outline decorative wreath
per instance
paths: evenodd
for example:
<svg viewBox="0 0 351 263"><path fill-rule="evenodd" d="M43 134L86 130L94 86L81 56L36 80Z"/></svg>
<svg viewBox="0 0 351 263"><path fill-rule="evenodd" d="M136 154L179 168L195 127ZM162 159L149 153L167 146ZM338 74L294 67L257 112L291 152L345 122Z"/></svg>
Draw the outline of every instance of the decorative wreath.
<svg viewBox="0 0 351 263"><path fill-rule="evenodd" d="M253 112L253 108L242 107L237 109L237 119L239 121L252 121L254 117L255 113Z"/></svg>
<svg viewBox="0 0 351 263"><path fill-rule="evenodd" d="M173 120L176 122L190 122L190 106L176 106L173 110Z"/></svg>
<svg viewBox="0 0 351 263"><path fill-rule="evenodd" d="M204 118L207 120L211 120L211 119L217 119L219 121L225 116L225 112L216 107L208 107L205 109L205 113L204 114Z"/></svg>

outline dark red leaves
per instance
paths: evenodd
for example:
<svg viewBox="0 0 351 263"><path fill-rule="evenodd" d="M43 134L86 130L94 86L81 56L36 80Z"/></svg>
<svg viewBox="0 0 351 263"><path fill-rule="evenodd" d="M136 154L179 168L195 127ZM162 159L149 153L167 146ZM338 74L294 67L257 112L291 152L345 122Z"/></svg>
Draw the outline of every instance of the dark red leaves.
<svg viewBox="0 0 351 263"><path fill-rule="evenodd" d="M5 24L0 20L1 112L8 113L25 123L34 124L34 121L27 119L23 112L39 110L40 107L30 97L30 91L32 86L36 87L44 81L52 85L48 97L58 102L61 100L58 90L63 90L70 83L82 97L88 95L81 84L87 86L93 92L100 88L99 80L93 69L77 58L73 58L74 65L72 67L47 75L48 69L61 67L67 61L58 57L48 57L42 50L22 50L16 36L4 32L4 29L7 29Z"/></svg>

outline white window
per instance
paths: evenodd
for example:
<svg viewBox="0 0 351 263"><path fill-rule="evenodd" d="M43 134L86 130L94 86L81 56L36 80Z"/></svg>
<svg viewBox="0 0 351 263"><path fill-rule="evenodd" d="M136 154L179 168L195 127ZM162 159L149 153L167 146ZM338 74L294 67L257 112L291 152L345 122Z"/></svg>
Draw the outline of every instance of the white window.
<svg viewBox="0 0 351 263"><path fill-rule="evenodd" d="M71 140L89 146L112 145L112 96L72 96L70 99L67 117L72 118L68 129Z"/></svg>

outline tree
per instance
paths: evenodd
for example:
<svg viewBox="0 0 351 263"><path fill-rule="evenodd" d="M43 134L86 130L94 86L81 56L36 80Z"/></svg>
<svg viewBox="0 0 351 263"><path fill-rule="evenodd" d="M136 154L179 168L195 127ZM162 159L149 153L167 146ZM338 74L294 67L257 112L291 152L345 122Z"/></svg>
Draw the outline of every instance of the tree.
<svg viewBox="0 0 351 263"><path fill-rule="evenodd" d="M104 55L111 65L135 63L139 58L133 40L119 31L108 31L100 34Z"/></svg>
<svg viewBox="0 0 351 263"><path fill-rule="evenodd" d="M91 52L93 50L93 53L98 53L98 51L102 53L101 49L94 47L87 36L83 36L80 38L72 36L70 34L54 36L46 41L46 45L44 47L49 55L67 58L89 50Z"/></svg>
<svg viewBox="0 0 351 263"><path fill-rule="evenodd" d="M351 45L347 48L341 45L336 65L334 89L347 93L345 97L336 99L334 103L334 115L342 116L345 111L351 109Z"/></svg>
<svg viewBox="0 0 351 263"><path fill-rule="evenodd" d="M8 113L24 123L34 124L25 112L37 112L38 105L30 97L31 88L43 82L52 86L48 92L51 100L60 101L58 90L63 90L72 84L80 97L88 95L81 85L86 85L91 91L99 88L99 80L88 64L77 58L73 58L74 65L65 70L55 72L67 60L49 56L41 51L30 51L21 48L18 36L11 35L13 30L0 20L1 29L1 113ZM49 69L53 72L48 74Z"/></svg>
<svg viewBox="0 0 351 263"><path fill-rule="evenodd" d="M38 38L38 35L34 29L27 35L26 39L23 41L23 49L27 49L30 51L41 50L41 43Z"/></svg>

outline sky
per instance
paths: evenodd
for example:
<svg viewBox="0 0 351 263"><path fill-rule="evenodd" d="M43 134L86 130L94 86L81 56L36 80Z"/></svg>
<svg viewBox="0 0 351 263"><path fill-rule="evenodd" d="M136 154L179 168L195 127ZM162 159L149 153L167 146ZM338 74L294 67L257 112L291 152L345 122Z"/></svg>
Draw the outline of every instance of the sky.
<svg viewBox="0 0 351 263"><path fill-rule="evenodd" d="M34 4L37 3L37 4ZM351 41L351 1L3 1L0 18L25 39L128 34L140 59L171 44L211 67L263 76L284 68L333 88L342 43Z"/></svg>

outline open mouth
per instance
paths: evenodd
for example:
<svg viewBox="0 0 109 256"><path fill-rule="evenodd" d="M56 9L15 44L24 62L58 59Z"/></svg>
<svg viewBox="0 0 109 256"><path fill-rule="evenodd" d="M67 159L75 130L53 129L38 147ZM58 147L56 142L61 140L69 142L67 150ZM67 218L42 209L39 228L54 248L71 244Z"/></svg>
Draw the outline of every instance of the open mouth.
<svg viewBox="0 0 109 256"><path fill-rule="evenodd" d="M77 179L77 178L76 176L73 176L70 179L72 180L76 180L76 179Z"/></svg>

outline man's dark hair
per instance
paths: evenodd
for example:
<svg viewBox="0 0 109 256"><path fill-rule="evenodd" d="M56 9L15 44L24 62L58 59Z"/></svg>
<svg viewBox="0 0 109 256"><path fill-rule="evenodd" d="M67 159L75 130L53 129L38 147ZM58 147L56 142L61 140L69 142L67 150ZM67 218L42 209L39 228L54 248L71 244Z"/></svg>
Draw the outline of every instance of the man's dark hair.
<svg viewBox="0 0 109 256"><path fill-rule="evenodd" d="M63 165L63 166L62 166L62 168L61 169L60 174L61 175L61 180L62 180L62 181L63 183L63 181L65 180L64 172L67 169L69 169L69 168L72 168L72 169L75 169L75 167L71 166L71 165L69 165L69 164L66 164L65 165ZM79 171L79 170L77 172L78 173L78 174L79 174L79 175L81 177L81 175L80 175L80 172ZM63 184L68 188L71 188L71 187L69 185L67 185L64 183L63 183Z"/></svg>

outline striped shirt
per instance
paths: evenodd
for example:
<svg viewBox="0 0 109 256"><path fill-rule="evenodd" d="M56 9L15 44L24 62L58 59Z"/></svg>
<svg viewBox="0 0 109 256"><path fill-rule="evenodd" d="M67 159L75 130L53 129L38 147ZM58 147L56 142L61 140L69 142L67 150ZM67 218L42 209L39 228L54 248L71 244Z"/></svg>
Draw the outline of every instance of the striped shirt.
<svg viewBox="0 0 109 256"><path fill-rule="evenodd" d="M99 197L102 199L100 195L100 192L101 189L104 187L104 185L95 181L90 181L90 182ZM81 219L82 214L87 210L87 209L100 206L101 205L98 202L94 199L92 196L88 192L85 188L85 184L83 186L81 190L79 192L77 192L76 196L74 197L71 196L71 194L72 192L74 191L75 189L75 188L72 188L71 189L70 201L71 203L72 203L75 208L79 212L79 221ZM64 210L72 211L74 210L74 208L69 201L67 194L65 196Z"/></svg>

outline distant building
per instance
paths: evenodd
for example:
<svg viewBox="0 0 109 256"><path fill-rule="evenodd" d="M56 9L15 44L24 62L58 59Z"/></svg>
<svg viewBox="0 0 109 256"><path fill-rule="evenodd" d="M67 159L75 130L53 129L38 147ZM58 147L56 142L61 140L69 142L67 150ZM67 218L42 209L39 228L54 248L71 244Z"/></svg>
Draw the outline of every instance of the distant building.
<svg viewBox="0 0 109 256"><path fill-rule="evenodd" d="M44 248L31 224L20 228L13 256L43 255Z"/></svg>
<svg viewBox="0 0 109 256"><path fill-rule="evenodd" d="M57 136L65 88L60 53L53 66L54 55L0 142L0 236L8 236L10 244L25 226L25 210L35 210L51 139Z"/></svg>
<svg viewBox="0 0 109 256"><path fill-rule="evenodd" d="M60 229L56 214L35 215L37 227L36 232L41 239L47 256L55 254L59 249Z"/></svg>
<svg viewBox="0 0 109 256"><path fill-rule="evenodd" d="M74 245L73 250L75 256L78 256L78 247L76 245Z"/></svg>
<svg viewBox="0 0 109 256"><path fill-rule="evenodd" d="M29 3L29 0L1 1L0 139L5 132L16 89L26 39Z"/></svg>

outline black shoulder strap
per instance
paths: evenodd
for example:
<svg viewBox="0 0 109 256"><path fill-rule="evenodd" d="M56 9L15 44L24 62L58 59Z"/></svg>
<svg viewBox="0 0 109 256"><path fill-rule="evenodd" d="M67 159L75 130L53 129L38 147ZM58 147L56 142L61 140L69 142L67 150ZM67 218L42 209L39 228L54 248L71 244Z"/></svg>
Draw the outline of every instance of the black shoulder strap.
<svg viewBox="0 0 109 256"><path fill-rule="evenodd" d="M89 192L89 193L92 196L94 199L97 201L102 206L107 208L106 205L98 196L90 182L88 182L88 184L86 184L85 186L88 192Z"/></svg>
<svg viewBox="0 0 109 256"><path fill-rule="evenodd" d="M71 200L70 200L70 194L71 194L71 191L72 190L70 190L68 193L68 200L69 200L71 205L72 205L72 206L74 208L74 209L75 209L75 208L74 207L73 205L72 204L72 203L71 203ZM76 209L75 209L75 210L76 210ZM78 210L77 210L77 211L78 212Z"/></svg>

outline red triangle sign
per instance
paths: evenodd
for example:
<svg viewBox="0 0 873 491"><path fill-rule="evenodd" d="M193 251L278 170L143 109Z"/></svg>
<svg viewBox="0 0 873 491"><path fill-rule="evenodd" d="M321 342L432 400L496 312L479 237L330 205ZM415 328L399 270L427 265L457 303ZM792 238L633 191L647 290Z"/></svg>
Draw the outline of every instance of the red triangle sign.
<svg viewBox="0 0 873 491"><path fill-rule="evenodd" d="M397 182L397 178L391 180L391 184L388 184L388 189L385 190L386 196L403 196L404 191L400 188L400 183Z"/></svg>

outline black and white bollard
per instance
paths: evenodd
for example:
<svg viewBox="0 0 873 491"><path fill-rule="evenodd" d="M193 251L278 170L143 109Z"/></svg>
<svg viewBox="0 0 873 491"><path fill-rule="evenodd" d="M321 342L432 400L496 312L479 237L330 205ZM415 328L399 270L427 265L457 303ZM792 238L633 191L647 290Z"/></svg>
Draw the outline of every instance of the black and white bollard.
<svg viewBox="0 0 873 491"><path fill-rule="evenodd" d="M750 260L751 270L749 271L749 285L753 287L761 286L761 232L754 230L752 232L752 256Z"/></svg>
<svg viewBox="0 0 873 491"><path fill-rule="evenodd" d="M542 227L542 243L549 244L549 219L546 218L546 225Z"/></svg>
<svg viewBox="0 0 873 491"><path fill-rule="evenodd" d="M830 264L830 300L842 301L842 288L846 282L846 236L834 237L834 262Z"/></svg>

....

The problem: Could you reproduce only the lines between the one holding "outline sky" and the one holding "179L77 178L76 176L73", inclusive, with "open mouth" changed to "closed mouth" and everything else unchanged?

Correct answer:
outline sky
per instance
paths: evenodd
for example:
<svg viewBox="0 0 351 263"><path fill-rule="evenodd" d="M43 134L86 130L94 86L81 56L36 80Z"/></svg>
<svg viewBox="0 0 351 263"><path fill-rule="evenodd" d="M136 154L179 168L195 127ZM162 159L149 153L167 146ZM338 74L294 67L257 112L291 152L345 122Z"/></svg>
Draw the outline of every instance of the sky.
<svg viewBox="0 0 351 263"><path fill-rule="evenodd" d="M34 4L37 3L37 4ZM351 41L351 1L3 1L0 18L25 39L128 34L140 59L171 44L211 67L263 76L284 68L333 88L342 43Z"/></svg>

outline closed mouth
per instance
paths: evenodd
for example:
<svg viewBox="0 0 109 256"><path fill-rule="evenodd" d="M56 9L15 44L24 62L58 59Z"/></svg>
<svg viewBox="0 0 109 256"><path fill-rule="evenodd" d="M67 159L75 130L53 129L38 147ZM58 147L56 142L61 140L69 142L67 150ZM67 218L42 209L39 228L54 248L71 244Z"/></svg>
Draw the outline of every instance of the closed mouth.
<svg viewBox="0 0 109 256"><path fill-rule="evenodd" d="M77 179L77 178L76 176L73 176L70 179L72 180L76 180L76 179Z"/></svg>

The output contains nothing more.